* [Exercise objective]
Copy each of the rows below verbatim, keeping every character, space, and line break unchanged.

* [The data]
_ _ _

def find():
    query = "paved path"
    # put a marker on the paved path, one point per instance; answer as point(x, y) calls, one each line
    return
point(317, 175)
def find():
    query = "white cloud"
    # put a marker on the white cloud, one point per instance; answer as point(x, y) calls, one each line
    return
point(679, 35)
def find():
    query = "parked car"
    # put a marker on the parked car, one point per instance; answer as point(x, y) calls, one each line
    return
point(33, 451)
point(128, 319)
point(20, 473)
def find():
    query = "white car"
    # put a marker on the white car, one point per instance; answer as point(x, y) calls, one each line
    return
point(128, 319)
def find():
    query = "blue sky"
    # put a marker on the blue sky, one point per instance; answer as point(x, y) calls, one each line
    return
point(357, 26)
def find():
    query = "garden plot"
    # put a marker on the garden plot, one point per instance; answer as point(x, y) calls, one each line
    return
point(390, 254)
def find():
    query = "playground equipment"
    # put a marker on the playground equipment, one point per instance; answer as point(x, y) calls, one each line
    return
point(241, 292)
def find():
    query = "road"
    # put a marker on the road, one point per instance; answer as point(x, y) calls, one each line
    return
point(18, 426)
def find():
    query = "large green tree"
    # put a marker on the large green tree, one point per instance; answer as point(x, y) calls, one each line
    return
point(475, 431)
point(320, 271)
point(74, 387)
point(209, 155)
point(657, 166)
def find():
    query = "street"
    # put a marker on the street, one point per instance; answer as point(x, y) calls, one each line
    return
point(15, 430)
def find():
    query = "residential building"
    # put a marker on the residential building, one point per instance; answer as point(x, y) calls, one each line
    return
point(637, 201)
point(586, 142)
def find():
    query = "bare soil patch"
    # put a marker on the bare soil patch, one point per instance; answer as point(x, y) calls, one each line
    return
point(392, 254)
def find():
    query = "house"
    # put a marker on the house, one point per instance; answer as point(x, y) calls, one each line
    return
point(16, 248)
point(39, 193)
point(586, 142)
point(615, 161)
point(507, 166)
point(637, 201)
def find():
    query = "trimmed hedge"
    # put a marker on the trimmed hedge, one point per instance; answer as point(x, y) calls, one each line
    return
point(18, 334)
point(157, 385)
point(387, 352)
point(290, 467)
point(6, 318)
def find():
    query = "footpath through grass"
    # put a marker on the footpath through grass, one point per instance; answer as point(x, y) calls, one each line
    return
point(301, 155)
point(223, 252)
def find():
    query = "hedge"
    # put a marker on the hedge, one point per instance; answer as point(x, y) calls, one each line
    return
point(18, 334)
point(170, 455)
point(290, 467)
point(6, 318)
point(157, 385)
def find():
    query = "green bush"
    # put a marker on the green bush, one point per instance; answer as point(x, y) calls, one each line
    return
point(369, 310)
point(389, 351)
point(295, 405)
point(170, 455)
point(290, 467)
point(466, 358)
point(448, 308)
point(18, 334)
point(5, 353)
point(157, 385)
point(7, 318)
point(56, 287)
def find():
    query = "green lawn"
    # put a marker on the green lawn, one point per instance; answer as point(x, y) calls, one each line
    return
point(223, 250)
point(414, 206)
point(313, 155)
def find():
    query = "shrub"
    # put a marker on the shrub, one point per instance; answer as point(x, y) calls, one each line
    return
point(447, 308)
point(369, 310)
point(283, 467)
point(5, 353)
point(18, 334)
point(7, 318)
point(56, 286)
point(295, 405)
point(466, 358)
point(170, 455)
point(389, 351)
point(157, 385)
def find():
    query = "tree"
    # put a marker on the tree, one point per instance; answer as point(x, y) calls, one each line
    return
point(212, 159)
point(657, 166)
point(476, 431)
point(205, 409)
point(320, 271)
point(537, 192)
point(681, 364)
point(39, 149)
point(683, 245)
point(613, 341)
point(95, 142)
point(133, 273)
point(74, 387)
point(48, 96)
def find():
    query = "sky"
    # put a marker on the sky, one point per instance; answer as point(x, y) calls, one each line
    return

_ _ _

* [Exercise answer]
def find():
    query = "paved path"
    # put a marker on the paved path, one point per instance; answer as point(x, y) calls, one each line
    return
point(317, 175)
def find():
    query = "white cloud"
    # put a marker on the white cloud, one point per instance; answer as point(x, y) calls, one each line
    return
point(679, 35)
def find():
    query = "parked car"
    # put a marker on the parked car, one point per instance; answer as point(x, y) calls, one each line
    return
point(33, 451)
point(128, 319)
point(20, 473)
def find():
    query = "white car"
    # put a marker on the white car, one point per instance; answer as point(x, y) calls, one each line
    return
point(128, 319)
def find():
    query = "blue sky"
    # put a marker on the blue sky, one point per instance; answer as point(x, y) calls, one each line
    return
point(357, 26)
def find():
    query = "garden plot"
    # put a marker on the garden plot, one point per instance; answer as point(x, y) calls, one each line
    return
point(390, 254)
def find():
    query = "playground equipment"
    # put a marker on the playground equipment, one point per instance; answer as point(x, y) calls, one each line
    return
point(241, 292)
def find():
    query = "road"
    # put a marker on the road, one point per instance; answer as point(x, y) calls, one each line
    return
point(18, 426)
def find():
    query = "large green tree"
    # put a marker on the large green tree, one point per instance; answer as point(x, y) calls, one each line
    return
point(475, 431)
point(320, 271)
point(74, 387)
point(209, 155)
point(657, 166)
def find():
    query = "street"
    # put a marker on the street, one point per instance; answer as point(x, y) calls, one each line
    return
point(15, 430)
def find():
    query = "residential building"
    # put a marker on the residential building, one point per instance; answer as point(x, y) calls, one each line
    return
point(637, 201)
point(586, 142)
def find():
    query = "bare soil patch"
    # put a marker on the bare soil patch, one point per instance; answer as point(x, y) calls, one each line
    return
point(392, 254)
def find():
    query = "house"
    # put a marker on the house, one point per instance; answer as point(x, y) calls, one each line
    return
point(16, 248)
point(39, 193)
point(586, 142)
point(615, 161)
point(507, 166)
point(637, 201)
def find():
    query = "trimmed hedge"
    # put a marker on the trimmed hedge, one point per instance; answer as point(x, y) calls, one each line
    return
point(18, 334)
point(157, 385)
point(387, 352)
point(290, 467)
point(6, 318)
def find():
    query = "footpath through grass"
    # put a marker on the footpath through grass, one point per instance; answer as point(x, y) calls, one each line
    return
point(301, 155)
point(223, 252)
def find():
    query = "hedge"
    # put a marker on the hedge, one point per instance; answer as point(x, y) calls, one each line
    return
point(18, 334)
point(170, 455)
point(290, 467)
point(6, 318)
point(157, 385)
def find():
    query = "green bush"
    # put a marker on the green bush, one point per instance; answer as point(x, y) calls, one each line
    return
point(369, 310)
point(389, 351)
point(295, 405)
point(170, 455)
point(290, 467)
point(466, 358)
point(448, 308)
point(18, 334)
point(5, 353)
point(157, 385)
point(7, 318)
point(56, 287)
def find():
    query = "green lawn"
    # put a marker on the green lawn, one point per instance; answer as point(x, y) calls, one each line
    return
point(223, 250)
point(414, 206)
point(313, 155)
def find():
    query = "shrub"
    # put a marker on the shrub, one point per instance; answer as point(x, y) calls, one each line
    return
point(447, 308)
point(369, 310)
point(283, 467)
point(5, 353)
point(18, 334)
point(7, 318)
point(56, 286)
point(295, 405)
point(466, 358)
point(170, 455)
point(389, 351)
point(157, 385)
def find():
    query = "tree"
    # put a marker on the tree, one point per instance; answer as point(x, y) calls, one each line
    return
point(212, 159)
point(657, 166)
point(476, 431)
point(205, 409)
point(320, 271)
point(537, 192)
point(681, 364)
point(39, 149)
point(683, 245)
point(613, 341)
point(95, 142)
point(133, 273)
point(74, 387)
point(48, 96)
def find():
    query = "sky"
    # put a marker on the sky, one point per instance; answer as point(x, y) calls, one each line
    return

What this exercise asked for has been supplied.